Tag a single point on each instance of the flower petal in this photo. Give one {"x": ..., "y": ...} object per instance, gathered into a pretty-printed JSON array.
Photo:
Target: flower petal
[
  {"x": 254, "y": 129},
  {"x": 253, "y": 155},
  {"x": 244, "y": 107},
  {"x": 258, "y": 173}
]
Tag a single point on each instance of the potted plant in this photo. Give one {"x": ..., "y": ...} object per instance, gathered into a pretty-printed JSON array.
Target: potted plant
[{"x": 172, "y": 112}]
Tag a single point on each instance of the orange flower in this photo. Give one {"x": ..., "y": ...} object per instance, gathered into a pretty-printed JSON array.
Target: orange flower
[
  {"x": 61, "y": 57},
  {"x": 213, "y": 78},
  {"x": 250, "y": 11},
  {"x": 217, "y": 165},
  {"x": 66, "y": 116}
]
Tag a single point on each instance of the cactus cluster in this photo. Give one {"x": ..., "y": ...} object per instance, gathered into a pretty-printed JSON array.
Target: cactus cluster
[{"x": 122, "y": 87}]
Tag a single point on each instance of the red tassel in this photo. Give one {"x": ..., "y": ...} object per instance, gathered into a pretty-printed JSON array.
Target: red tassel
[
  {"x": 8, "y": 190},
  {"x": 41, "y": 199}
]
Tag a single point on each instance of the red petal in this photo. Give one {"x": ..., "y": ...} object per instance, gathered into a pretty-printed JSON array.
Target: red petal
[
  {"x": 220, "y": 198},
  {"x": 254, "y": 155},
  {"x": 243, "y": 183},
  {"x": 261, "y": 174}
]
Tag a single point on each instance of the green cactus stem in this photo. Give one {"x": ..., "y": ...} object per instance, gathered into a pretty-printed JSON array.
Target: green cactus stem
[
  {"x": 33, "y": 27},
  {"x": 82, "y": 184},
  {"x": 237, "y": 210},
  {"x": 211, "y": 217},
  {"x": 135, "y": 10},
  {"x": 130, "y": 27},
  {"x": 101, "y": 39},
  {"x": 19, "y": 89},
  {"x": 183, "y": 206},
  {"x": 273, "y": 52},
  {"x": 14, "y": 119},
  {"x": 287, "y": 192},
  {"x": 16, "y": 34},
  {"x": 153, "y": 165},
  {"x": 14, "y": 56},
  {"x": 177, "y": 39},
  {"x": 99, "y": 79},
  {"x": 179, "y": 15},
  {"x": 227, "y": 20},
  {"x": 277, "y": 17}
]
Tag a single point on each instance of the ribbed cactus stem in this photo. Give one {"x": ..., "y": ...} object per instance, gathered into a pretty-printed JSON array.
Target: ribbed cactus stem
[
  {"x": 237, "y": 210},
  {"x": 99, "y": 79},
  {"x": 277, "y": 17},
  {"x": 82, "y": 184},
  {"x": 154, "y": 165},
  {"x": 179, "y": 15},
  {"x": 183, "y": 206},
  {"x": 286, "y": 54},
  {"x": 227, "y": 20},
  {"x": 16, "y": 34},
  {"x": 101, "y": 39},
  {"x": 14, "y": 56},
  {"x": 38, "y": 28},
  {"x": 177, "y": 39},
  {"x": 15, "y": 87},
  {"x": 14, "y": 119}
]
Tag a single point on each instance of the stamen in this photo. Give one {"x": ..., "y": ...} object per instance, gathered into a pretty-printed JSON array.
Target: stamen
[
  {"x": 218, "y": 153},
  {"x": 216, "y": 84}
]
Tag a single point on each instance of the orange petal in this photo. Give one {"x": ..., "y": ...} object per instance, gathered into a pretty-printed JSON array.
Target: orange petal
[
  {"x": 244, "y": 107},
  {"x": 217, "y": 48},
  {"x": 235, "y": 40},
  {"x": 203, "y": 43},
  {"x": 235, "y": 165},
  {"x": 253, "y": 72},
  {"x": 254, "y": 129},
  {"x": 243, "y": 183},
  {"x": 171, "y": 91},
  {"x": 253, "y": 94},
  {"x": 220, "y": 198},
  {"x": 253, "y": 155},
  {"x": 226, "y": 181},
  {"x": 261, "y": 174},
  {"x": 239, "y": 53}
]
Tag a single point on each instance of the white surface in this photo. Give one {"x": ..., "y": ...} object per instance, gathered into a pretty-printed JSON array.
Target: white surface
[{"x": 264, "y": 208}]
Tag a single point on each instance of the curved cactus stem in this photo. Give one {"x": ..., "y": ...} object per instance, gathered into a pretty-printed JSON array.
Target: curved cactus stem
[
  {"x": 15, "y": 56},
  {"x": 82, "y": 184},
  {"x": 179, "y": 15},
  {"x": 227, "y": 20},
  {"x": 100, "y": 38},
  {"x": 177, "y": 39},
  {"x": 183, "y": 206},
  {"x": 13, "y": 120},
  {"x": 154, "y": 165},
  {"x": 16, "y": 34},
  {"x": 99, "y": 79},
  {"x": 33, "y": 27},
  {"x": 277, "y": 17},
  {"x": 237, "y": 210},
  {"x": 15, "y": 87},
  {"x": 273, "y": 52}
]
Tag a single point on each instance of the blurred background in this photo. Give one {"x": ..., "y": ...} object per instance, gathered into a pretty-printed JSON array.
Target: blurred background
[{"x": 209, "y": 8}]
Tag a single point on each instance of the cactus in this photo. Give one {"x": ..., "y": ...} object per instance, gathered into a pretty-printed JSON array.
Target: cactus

------------------------------------

INSTRUCTION:
Each record above should be repeated exactly as it appears.

SOLUTION:
Tag a single point on each instance of the flower petal in this photo. Give one {"x": ..., "y": ...} object per instance, gathered into a pretty-printed JSON array.
Photo:
Target: flower petal
[
  {"x": 254, "y": 129},
  {"x": 253, "y": 155},
  {"x": 244, "y": 107},
  {"x": 258, "y": 173}
]
Tag a single point on each instance of the potted plant in this photo. Give one {"x": ..., "y": ...} object per instance, gathered into a pretty-printed JSON array.
Target: potted plant
[{"x": 172, "y": 112}]
Tag a single point on each instance of the orange flower in this photo. Give one {"x": ..., "y": ...} object per instance, gathered into a pretty-printed JSON array.
Target: orange flower
[
  {"x": 61, "y": 57},
  {"x": 213, "y": 78},
  {"x": 250, "y": 11},
  {"x": 217, "y": 165},
  {"x": 66, "y": 116}
]
Tag a single point on each instance of the cactus cluster in this photo. Give one {"x": ..., "y": ...} object per instance, gathered into a pretty-printed JSON array.
Target: cactus cluster
[{"x": 122, "y": 87}]
Tag a single point on each instance of the red tassel in this photo. Give one {"x": ..., "y": ...} object per instance, gathered into a pretty-printed JSON array.
Target: red tassel
[
  {"x": 8, "y": 190},
  {"x": 41, "y": 199}
]
Tag a single point on each instance of the red petal in this photo. Give one {"x": ..., "y": ...} object per instance, gathered into a pretty-printed JSON array.
Target: red petal
[
  {"x": 220, "y": 198},
  {"x": 254, "y": 155},
  {"x": 243, "y": 183},
  {"x": 261, "y": 174}
]
Tag a single point on each instance of the green cactus stem in this photo. Give one {"x": ..., "y": ...} object per instance, gathered into a pretty-printed JSON array.
Target: green cactus stem
[
  {"x": 33, "y": 27},
  {"x": 82, "y": 184},
  {"x": 237, "y": 210},
  {"x": 211, "y": 217},
  {"x": 135, "y": 10},
  {"x": 130, "y": 27},
  {"x": 101, "y": 39},
  {"x": 19, "y": 89},
  {"x": 183, "y": 206},
  {"x": 273, "y": 52},
  {"x": 14, "y": 119},
  {"x": 287, "y": 192},
  {"x": 16, "y": 34},
  {"x": 153, "y": 165},
  {"x": 14, "y": 56},
  {"x": 177, "y": 39},
  {"x": 99, "y": 79},
  {"x": 179, "y": 15},
  {"x": 227, "y": 20},
  {"x": 277, "y": 17}
]
Tag a single point on each instance of the ribbed cactus stem in this photo. Give one {"x": ..., "y": ...} object per instance, gathered into a pretty-printed JSON array.
Target: ribbed cactus stem
[
  {"x": 237, "y": 210},
  {"x": 99, "y": 79},
  {"x": 277, "y": 17},
  {"x": 82, "y": 184},
  {"x": 154, "y": 165},
  {"x": 179, "y": 15},
  {"x": 183, "y": 206},
  {"x": 286, "y": 54},
  {"x": 227, "y": 20},
  {"x": 16, "y": 34},
  {"x": 101, "y": 39},
  {"x": 14, "y": 56},
  {"x": 38, "y": 28},
  {"x": 177, "y": 39},
  {"x": 15, "y": 87},
  {"x": 14, "y": 119}
]
Tag a single point on each instance of the stamen in this photo. Give one {"x": ..., "y": ...} object per instance, gathered into a pretty-printed JSON array.
Target: stamen
[
  {"x": 218, "y": 153},
  {"x": 216, "y": 84}
]
Tag a single point on each instance of the orange petal in this photo. Give one {"x": ..., "y": ...} object per instance, gathered into a pretty-printed JSON array.
Target: orange petal
[
  {"x": 244, "y": 107},
  {"x": 217, "y": 48},
  {"x": 235, "y": 40},
  {"x": 203, "y": 43},
  {"x": 235, "y": 165},
  {"x": 253, "y": 72},
  {"x": 254, "y": 129},
  {"x": 243, "y": 183},
  {"x": 171, "y": 91},
  {"x": 253, "y": 94},
  {"x": 220, "y": 198},
  {"x": 253, "y": 155},
  {"x": 226, "y": 181},
  {"x": 261, "y": 174},
  {"x": 239, "y": 53}
]
Tag a single point on each instance of the white surface in this photo. Give one {"x": ..., "y": ...} object per instance, gathered into a pretty-printed JSON array.
Target: white surface
[{"x": 264, "y": 208}]
Tag a single point on each instance of the curved cactus stem in this photo. Give one {"x": ..., "y": ...} object per instance, gathered into a pretty-printed JSON array.
Target: curved cactus stem
[
  {"x": 15, "y": 56},
  {"x": 82, "y": 184},
  {"x": 179, "y": 15},
  {"x": 227, "y": 20},
  {"x": 100, "y": 38},
  {"x": 177, "y": 39},
  {"x": 183, "y": 206},
  {"x": 13, "y": 120},
  {"x": 154, "y": 165},
  {"x": 16, "y": 34},
  {"x": 99, "y": 79},
  {"x": 33, "y": 27},
  {"x": 277, "y": 17},
  {"x": 237, "y": 210},
  {"x": 15, "y": 87},
  {"x": 273, "y": 52}
]
Tag a single point on each instance of the blurred background in this photo. Give one {"x": ..., "y": ...} object per instance, gathered into a pretty-printed JSON array.
Target: blurred background
[{"x": 209, "y": 8}]
Tag a single point on each instance of the cactus in this photo. Give one {"x": ..., "y": ...} object per instance, gathered into a pretty-printed JSON array.
Target: cactus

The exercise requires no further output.